Can you reproduce the entries below with every "photo" swapped for "image" and everything else unchanged? Omit the pictures from your answer.
BEGIN Exercise inputs
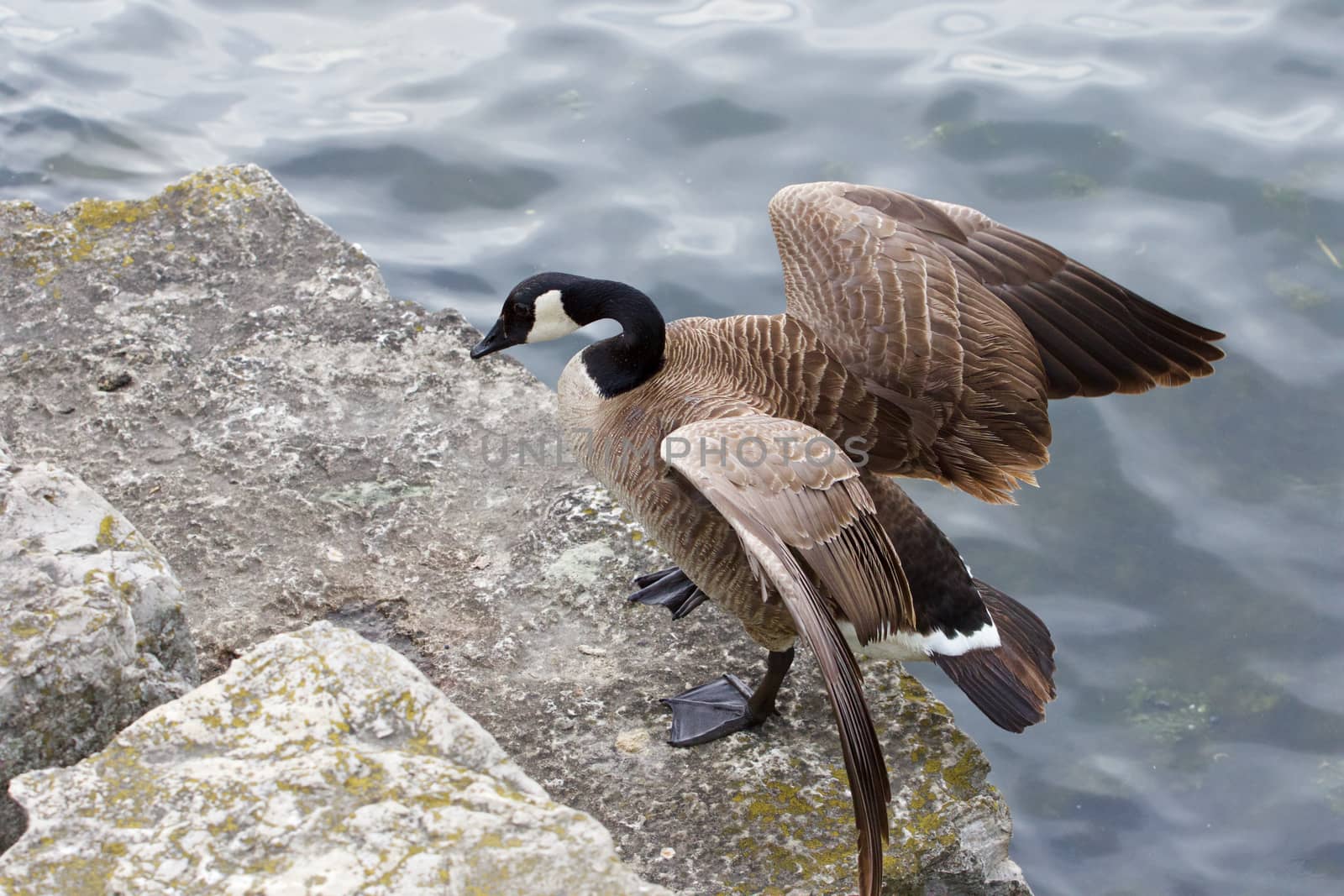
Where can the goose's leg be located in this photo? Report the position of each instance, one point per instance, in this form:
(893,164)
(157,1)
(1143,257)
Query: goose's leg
(725,705)
(669,589)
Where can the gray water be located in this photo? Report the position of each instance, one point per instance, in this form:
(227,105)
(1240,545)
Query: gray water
(1186,546)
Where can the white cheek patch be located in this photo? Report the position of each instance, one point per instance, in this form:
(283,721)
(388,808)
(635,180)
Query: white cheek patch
(551,322)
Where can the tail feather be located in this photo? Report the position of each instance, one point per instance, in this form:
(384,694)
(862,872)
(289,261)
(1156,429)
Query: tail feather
(1014,681)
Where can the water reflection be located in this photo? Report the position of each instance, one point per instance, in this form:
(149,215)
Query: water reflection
(1184,546)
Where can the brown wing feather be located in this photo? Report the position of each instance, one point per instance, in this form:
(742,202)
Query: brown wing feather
(1108,338)
(976,322)
(796,500)
(904,315)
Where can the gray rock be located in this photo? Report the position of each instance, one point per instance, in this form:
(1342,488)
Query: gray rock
END Exercise inputs
### Exercise solution
Where can the goose's leg be located in this image? Report the position of each instance, one point per instance, in this form:
(893,164)
(157,1)
(1143,257)
Query: goose's leg
(725,705)
(669,589)
Where can the gray water be located in this image? Report the position of each instance, one point per instance, in this form:
(227,105)
(1240,545)
Query: gray water
(1186,546)
Where can the white cheek patch be located in this image? Report the position of each instance, one point per instance, in this form:
(283,721)
(388,808)
(635,180)
Query: white cheek patch
(551,322)
Where can the tail feather be located in this image? Report the position of each instance, one point per instance, in this form:
(384,694)
(862,872)
(289,261)
(1156,429)
Query: tail feather
(1014,681)
Where can the water reflection be located in this image? Report the position of each instance, one point per instance, in this form:
(149,215)
Query: water reflection
(1184,546)
Where can the brown wing feather be located in this image? Report the position of each instance, one point per instance, in this form:
(742,202)
Query: brown wing feather
(1108,338)
(976,322)
(796,500)
(904,315)
Where can the gray rock be located in this image? Report the position of each instance, one point per instance, in this form:
(1342,488)
Query: gray rock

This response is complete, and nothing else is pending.